● **Problem to solve**
Please pull out every line below that contains the word "field" and copy each one in full.

────────────────────────────────────────

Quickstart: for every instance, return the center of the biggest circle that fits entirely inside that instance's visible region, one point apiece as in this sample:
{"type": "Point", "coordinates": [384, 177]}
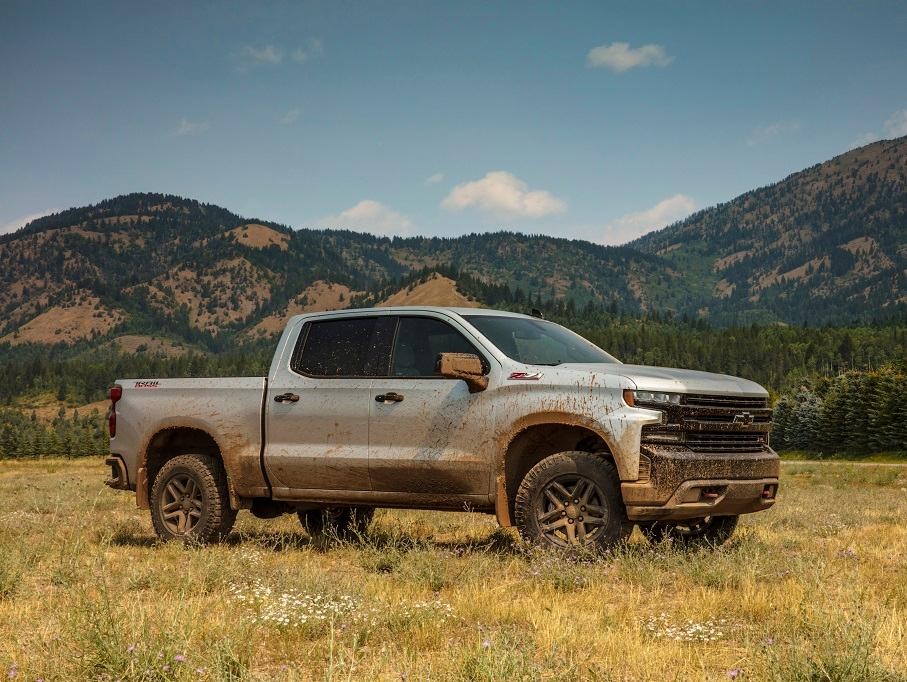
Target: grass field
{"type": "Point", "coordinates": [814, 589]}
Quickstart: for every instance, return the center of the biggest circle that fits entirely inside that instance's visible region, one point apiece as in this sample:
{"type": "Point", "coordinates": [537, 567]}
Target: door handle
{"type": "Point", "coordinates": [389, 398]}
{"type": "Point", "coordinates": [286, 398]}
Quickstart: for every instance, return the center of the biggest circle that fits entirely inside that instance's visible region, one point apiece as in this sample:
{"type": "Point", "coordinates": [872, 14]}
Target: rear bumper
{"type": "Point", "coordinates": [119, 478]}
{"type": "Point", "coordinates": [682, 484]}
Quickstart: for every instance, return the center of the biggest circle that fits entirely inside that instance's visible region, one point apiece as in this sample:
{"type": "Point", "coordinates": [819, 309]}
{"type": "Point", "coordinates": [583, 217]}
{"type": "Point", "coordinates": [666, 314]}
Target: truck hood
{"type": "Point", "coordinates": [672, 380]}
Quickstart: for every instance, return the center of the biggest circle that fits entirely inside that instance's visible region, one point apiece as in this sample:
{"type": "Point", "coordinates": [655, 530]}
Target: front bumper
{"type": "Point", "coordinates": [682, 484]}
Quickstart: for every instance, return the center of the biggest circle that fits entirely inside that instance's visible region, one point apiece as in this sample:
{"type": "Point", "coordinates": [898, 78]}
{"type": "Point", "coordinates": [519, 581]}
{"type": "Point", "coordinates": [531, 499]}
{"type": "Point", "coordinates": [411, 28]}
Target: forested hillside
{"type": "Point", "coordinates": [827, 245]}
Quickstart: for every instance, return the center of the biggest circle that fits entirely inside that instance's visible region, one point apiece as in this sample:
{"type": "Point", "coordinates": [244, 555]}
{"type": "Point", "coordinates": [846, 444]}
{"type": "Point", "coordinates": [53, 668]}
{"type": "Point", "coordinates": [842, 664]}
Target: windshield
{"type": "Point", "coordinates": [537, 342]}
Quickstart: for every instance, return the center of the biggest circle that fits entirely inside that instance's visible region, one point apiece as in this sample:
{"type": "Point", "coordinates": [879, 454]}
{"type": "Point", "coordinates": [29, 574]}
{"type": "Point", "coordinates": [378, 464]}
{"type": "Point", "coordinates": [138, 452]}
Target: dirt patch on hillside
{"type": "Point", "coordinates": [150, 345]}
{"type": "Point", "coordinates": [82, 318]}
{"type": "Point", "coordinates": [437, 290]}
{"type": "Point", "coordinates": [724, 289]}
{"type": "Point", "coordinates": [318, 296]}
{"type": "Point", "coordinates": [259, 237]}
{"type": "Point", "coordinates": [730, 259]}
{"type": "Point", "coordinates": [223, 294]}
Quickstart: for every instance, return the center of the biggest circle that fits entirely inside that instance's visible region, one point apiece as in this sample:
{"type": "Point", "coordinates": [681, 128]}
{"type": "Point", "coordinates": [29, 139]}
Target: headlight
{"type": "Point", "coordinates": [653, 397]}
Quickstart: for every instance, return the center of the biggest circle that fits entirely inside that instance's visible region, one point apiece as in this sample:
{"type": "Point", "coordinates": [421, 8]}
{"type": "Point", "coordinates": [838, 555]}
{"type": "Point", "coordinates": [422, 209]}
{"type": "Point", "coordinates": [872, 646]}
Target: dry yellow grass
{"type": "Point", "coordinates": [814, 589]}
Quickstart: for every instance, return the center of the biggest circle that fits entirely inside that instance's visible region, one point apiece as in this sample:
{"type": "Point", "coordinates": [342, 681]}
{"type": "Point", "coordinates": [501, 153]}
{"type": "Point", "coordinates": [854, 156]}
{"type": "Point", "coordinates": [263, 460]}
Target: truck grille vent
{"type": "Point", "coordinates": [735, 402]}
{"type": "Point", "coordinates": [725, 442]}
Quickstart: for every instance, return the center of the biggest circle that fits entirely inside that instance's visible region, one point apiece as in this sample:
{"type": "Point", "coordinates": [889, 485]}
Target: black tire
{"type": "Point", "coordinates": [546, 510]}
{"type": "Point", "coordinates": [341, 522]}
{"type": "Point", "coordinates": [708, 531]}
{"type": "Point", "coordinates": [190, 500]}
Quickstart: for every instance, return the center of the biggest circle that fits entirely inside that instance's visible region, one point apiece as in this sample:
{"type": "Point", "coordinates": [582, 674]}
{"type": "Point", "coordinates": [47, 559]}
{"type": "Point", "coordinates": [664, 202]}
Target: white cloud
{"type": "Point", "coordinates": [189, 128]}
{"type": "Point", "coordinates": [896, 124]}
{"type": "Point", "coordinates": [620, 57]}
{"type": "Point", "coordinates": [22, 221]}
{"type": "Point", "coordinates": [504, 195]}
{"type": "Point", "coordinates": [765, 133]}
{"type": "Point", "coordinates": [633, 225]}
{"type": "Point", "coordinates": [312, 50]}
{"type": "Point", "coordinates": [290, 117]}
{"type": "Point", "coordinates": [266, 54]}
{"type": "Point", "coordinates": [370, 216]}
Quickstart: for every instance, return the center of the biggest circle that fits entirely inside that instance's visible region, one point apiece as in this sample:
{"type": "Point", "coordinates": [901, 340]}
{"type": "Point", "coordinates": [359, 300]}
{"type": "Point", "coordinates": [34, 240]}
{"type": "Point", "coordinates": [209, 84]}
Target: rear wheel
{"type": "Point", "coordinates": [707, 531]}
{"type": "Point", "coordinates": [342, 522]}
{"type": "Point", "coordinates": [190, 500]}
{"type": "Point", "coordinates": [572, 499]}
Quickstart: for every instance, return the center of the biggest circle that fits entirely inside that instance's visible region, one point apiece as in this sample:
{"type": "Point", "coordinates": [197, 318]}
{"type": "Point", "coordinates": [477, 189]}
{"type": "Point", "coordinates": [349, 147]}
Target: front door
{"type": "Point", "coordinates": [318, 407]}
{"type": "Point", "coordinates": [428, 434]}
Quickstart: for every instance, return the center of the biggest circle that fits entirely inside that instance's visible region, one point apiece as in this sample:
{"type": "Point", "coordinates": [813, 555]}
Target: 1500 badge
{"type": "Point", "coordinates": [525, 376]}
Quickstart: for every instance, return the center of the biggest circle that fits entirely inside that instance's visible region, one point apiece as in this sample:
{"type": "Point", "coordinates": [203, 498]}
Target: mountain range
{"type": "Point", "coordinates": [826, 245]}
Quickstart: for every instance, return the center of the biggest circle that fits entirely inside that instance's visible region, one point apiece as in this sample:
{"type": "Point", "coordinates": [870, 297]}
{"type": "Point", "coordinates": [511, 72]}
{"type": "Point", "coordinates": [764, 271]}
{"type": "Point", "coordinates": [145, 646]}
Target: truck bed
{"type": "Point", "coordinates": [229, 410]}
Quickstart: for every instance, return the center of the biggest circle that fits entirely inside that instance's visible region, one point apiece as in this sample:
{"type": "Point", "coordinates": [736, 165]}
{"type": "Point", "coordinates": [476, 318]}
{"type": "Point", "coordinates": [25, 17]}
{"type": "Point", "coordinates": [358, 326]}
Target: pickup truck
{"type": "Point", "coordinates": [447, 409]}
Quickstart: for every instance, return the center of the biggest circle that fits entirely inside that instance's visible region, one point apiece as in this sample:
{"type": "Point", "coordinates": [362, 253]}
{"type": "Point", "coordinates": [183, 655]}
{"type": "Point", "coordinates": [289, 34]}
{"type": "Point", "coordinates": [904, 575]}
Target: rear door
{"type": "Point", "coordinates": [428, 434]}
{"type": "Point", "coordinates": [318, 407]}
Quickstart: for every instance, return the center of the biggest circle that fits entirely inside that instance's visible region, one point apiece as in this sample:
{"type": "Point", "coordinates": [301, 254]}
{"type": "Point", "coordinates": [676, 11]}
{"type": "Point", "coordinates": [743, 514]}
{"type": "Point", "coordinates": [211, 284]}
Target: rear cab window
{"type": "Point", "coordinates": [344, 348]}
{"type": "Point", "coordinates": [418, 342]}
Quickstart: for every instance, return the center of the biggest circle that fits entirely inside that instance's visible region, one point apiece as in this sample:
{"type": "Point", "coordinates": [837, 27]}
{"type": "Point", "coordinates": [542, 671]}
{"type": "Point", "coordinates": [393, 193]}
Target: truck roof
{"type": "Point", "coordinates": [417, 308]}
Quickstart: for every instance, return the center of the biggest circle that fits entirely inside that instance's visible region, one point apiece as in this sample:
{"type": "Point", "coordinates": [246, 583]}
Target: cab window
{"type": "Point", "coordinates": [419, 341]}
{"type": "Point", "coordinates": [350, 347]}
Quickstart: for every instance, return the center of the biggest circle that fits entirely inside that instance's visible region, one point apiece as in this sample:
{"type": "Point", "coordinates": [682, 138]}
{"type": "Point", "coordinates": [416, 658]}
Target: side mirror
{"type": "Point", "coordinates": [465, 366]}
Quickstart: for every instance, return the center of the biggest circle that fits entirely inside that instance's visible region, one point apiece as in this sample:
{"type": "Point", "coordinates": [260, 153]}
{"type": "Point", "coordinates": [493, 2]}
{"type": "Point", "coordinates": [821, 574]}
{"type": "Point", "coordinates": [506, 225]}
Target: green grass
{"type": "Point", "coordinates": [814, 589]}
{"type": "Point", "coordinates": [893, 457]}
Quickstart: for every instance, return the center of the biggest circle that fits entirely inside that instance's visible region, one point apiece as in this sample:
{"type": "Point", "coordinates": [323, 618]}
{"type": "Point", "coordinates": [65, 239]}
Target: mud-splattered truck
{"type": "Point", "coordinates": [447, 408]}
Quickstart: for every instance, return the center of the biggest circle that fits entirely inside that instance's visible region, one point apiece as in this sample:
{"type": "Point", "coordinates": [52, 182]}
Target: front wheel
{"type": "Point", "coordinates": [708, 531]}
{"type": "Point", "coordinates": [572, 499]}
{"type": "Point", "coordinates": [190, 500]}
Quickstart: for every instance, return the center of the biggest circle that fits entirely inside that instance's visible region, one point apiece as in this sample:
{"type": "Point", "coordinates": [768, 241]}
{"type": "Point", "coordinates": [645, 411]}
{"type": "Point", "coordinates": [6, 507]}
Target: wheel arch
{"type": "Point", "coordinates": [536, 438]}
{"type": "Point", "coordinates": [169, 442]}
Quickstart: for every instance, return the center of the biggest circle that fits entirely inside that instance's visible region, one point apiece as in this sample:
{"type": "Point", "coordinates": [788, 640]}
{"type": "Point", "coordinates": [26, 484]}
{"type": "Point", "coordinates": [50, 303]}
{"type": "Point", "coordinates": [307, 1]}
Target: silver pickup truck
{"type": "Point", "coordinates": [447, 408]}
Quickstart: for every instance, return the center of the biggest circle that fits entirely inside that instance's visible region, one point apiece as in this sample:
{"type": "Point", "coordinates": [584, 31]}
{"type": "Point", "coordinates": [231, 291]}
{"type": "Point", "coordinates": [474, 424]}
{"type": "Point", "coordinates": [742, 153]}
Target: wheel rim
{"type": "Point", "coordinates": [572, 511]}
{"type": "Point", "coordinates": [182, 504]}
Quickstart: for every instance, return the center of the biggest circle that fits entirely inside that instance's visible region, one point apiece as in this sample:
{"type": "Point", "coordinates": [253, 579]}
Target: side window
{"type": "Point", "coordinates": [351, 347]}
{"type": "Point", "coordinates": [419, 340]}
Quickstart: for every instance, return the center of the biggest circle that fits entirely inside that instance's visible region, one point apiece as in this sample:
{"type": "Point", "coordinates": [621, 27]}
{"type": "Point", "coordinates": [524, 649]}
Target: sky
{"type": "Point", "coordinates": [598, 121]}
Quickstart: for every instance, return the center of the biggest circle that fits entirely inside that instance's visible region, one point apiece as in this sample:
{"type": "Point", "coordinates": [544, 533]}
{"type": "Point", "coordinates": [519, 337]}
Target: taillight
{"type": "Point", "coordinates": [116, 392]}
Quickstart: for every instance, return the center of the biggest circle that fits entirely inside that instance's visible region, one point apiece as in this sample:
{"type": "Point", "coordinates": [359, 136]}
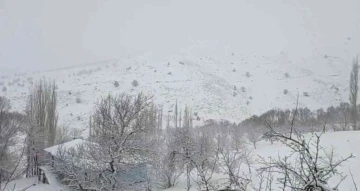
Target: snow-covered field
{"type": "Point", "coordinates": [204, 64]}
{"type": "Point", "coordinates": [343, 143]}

────────────────────────────────────────

● **Written response**
Target: grass field
Target: snow-covered field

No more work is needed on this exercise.